=== Description of the task ===
Gather every line of the entries below that contains the string "menu" and copy each one out.

=== Input ===
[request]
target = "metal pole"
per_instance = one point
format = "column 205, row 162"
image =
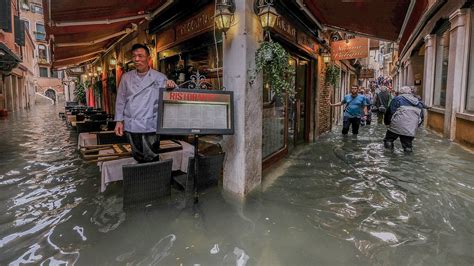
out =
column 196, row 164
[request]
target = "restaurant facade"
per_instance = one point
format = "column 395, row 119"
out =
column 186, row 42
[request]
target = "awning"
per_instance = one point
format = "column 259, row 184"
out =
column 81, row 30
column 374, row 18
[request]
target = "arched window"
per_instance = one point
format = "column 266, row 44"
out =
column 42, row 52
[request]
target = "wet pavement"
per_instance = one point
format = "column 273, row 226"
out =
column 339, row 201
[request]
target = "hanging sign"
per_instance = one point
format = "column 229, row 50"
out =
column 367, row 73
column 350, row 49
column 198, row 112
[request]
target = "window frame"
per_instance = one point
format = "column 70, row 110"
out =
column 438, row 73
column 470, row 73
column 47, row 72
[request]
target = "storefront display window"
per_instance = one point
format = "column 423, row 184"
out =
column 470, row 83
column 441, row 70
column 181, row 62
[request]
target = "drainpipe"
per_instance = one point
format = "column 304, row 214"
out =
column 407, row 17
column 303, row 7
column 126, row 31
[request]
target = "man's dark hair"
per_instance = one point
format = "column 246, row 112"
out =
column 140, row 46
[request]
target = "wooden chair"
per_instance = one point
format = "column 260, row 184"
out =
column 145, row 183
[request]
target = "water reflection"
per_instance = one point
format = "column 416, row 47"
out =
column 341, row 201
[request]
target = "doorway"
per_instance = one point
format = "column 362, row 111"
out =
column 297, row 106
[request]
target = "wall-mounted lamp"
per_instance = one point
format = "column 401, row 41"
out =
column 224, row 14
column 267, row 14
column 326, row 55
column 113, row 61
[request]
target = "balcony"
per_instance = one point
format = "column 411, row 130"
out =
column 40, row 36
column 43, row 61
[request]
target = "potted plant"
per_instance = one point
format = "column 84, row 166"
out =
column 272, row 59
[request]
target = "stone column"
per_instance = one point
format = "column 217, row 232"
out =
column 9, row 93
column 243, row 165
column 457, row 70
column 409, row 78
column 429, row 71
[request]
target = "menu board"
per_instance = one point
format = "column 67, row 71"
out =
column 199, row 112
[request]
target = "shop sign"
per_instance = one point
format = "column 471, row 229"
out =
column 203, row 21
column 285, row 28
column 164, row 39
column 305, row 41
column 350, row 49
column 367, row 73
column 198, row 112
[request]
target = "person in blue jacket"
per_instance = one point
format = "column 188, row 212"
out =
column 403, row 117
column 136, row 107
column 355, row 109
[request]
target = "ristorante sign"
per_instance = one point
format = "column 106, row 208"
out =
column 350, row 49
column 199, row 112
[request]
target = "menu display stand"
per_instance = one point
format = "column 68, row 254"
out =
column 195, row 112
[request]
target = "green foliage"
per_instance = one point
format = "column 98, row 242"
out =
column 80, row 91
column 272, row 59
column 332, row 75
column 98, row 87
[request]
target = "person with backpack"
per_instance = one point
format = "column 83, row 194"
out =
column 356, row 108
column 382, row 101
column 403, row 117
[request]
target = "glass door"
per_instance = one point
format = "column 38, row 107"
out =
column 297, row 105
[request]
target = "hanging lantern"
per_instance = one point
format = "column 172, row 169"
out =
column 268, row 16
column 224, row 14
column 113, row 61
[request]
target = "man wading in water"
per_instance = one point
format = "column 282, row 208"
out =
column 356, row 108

---

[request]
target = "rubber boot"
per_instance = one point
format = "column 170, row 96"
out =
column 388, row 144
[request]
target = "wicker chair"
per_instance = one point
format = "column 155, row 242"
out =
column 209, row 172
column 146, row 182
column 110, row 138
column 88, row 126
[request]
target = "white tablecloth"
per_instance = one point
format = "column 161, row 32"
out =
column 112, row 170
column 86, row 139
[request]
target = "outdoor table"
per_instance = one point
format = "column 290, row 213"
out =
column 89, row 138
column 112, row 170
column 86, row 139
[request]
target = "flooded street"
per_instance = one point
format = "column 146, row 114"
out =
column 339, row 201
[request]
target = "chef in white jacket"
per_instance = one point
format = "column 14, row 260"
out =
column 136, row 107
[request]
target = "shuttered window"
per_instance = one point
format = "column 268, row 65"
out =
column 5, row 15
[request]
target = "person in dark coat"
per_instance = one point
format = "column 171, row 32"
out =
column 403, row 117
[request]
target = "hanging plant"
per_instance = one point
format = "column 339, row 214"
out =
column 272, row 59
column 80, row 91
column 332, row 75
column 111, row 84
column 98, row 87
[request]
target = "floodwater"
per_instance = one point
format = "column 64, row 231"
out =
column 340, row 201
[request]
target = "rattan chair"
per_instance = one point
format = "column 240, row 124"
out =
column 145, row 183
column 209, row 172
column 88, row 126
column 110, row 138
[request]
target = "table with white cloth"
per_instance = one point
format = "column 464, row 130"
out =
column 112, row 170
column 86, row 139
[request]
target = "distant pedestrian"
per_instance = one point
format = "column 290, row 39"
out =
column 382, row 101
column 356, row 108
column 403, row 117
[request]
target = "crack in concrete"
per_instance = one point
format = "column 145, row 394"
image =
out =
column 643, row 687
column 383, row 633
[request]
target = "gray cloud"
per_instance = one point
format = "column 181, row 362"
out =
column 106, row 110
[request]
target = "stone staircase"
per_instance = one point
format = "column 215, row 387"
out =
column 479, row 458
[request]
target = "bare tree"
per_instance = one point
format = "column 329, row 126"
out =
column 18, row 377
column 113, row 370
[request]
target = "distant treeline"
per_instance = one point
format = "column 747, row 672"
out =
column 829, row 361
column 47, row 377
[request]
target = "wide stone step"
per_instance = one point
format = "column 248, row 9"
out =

=== Solution to this problem ===
target = "menu board"
target = "menu display stand"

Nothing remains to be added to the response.